Le concert se jouait à guichet fermé, et des milliers de jeunes ont dû être refoulés. Le plus gros des fans était resté devant le stade, mais sans billet, espérant entendre le concert de l’extérieur ou peut-être avoir un aperçu des garçons à leur arrivée ou à leur départ, causant un gros problème de sécurité.

14 000 jeunes ont eu ce pour quoi ils avaient payé à l’intérieur, et quand Jermaine a commencé à chanter I Found That Girl, des membres du service d’ordre ont commencé à évacuer jusqu’à 14 filles qui s’étaient évanouies pendant la chanson. Les allées ont été prises d’assaut et l’animateur de la soirée a dû faire un appel au calme. La standing ovation à la fin de la prestation s’est transformée en mouvement de foule et les garçons ont été évacués de la scène vers des voitures qui attendaient, avant que la foule puisse les atteindre, ce qui servirait de leçon pour le reste de la tournée.

Dans l’avion en route pour Memphis, dimanche matin, les Jackson Five ont appris que Cincinnati était la seule ville de leur itinéraire qui avait l’épouvantable réputation d’être une ville difficile pour les concerts. Même James Brown avait eu des difficultés à remplir le Gardens, alors que les billets pour le concert des Jackson Five étaient tous vendus bien avant le jour du concert.

Le concert de Memphis s’est déroulé calmement et sans incident. Les 12 000 sièges du Mid-South Coliseum étaient tous occupés, et encore une fois la foule s’était massée à l’extérieur du bâtiment pour avoir un aperçu des superstars. La police a escorté les limousines jusqu’à l’hôtel, et les jeunes hommes ont rapidement fait leurs valises pour le vol du retour à la maison.

--- Petit exercice 1 ---
Affichez toutes les lignes des entrées qui contiennent le mot « line », en tenant compte de la casse.

--- Données ---
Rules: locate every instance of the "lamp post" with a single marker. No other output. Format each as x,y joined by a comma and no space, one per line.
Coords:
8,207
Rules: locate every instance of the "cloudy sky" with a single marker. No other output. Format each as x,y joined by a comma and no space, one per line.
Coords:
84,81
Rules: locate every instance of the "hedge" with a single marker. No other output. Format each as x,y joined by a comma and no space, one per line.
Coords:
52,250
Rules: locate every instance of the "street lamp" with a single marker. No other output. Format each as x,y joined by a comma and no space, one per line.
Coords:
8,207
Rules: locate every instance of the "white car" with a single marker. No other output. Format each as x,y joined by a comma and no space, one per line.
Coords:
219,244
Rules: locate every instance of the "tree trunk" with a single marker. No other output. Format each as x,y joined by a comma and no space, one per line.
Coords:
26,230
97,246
* * *
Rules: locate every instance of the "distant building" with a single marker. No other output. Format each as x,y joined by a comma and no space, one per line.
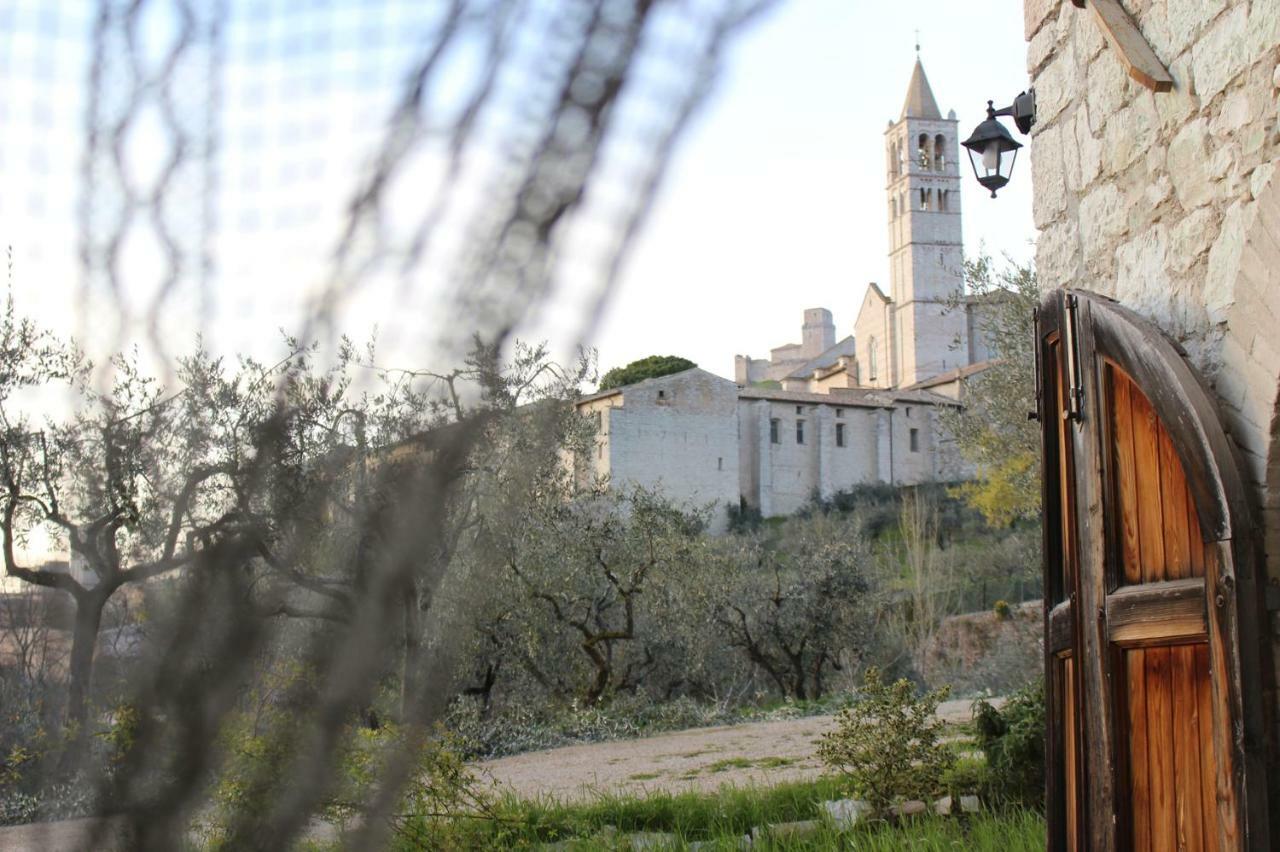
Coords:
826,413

--- Petit exercice 2 ---
Retapez fidèlement le passage du texte sur la tournée des Jackson Five compris entre « 14 000 jeunes » et « de la tournée. », bornes incluses.

--- Solution rédigée 1 ---
Rules: locate every instance of the "lamp post" with a single marker. No other output. Format each as x,y joined by a comma and no space, one per line.
Rules: locate every instance of the "cloudy sky" with a single marker. No other output. Format each as x,y joined by a comma and no space, one per line.
Rules: locate every instance of the "hedge" with a single marker. No other output. Format each as x,y joined by a comma and no space, one per line.
Rules: locate every instance of the "street lamp" with a single marker. No other output. Format each as x,y joined by a comma and no space, one per line.
Rules: locate every instance of the "white car" with a single marker. No other output. Format each as x,y joined by a comma and no space, one per line.
Rules: locate every instance of the "tree trunk" with a single marker. No other output. Format each as x,y joined by a comma and no space, one per line.
Rules: locate every instance of the "distant building" with a single marker. No other output. Format each as x,y joined by a comma and no space, one per line.

--- Solution rédigée 2 ---
14 000 jeunes ont eu ce pour quoi ils avaient payé à l’intérieur, et quand Jermaine a commencé à chanter I Found That Girl, des membres du service d’ordre ont commencé à évacuer jusqu’à 14 filles qui s’étaient évanouies pendant la chanson. Les allées ont été prises d’assaut et l’animateur de la soirée a dû faire un appel au calme. La standing ovation à la fin de la prestation s’est transformée en mouvement de foule et les garçons ont été évacués de la scène vers des voitures qui attendaient, avant que la foule puisse les atteindre, ce qui servirait de leçon pour le reste de la tournée.